## TASK DESCRIPTION
In the pypdb issue thread, what does williamgilpin think a search with no hits should probably do?

## SUPPLIED PASSAGE
Traceback (most recent call last):
  File "<stdin>", line 1, in <module>
  File "/Users/kf/miniconda3/envs/pymol/lib/python3.8/site-packages/pypdb/clients/search/search_client.py", line 183, in perform_search
    return perform_search_with_graph(query_object=search_operator,
  File "/Users/kf/miniconda3/envs/pymol/lib/python3.8/site-packages/pypdb/clients/search/search_client.py", line 271, in perform_search_with_graph
    for query_hit in response.json()["result_set"]:
  File "/Users/kf/miniconda3/envs/pymol/lib/python3.8/site-packages/requests/models.py", line 910, in json
    return complexjson.loads(self.text, **kwargs)
  File "/Users/kf/miniconda3/envs/pymol/lib/python3.8/json/__init__.py", line 357, in loads
    return _default_decoder.decode(s)
  File "/Users/kf/miniconda3/envs/pymol/lib/python3.8/json/decoder.py", line 337, in decode
    obj, end = self.raw_decode(s, idx=_w(s, 0).end())
  File "/Users/kf/miniconda3/envs/pymol/lib/python3.8/json/decoder.py", line 355, in raw_decode
    raise JSONDecodeError("Expecting value", s, err.value) from None
json.decoder.JSONDecodeError: Expecting value: line 1 column 1 (char 0)

kfuku52 avatar Nov 28 '21 12:11 kfuku52

Thank you very much for this issue, that's interesting that it depends on query. If you do the advanced search by the GUI on the RCSB website, are there any special features of the search result?

williamgilpin avatar Nov 28 '21 12:11 williamgilpin

I just tried it and got no hits in the RCSB advanced search.

kfuku52 avatar Nov 28 '21 12:11 kfuku52

Thank you! Does this mean that it is an issue with the API, in which case we would need to throw an error?

williamgilpin avatar Nov 28 '21 13:11 williamgilpin

No hits seem to be a valid result, and it's not treated as an error in the RCSB's advanced search. Since this is expected behavior in GUI, it might be good to deal with no-hit without an error to make pypdb consistent with the RCSB's GUI.

kfuku52 avatar Nov 28 '21 14:11 kfuku52

I am still wondering how I should handle this error. Any suggestions are appreciated.

kfuku52 avatar Dec 10 '21 10:12 kfuku52

Hi, I think that it should probably return an empty dict and emit a warning. I have been pretty swamped and haven't found time to troubleshoot this further. If you have a workaround that you like, if you would mind posting the code here (or opening a PR), I can incorporate it into the next version

williamgilpin avatar Dec 10 '21 11:12 williamgilpin

I'm sorry I missed your reply. As a workaround, I'd like to handle it with try-except for now. If I get a chance to learn more about pypdb’s code in the future, I'll come back to this issue.

kfuku52 avatar Dec 30 '21 16:12 kfuku52

Excerpts of bounding box data:
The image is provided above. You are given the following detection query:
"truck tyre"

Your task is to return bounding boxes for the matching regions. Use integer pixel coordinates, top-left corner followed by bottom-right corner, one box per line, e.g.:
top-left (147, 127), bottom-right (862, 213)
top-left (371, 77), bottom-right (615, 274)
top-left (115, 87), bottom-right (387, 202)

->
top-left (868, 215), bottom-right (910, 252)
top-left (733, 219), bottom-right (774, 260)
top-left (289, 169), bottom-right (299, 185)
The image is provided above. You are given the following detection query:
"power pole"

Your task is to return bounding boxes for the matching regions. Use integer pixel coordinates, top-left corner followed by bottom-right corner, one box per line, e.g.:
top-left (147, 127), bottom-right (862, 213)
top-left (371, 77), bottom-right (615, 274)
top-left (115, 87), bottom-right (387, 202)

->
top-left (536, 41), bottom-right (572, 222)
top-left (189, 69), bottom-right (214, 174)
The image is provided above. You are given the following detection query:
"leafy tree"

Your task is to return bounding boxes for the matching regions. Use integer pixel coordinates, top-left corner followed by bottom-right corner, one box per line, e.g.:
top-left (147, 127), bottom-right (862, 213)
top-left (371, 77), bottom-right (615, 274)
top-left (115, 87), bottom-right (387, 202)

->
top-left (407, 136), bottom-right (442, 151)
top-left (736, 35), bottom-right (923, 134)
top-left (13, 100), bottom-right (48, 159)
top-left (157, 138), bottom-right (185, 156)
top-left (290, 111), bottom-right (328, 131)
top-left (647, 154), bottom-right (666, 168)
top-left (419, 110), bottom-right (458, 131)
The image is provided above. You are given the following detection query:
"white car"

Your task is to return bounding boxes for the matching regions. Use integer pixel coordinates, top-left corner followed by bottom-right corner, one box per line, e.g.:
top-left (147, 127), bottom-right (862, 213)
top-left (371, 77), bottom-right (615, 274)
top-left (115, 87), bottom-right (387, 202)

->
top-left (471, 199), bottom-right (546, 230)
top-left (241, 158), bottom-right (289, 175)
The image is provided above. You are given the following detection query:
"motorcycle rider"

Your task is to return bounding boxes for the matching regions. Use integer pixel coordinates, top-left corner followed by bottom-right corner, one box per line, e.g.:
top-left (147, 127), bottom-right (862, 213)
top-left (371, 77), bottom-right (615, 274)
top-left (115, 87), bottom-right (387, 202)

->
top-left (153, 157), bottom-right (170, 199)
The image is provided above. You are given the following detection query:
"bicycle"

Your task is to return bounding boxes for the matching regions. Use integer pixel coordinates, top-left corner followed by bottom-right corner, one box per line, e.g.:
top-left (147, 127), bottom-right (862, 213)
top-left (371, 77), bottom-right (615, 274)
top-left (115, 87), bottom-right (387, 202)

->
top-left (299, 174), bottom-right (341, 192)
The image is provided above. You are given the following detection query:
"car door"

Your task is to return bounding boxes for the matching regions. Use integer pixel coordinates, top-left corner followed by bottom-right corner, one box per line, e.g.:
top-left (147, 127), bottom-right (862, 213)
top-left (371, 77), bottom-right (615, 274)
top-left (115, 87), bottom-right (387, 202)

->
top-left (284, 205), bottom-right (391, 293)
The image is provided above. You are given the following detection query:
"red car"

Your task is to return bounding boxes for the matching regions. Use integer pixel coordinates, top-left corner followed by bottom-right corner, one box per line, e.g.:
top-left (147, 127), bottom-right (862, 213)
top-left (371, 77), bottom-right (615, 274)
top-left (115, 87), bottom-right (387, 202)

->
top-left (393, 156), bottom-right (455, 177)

## OUTPUT
Return an empty dict and emit a warning.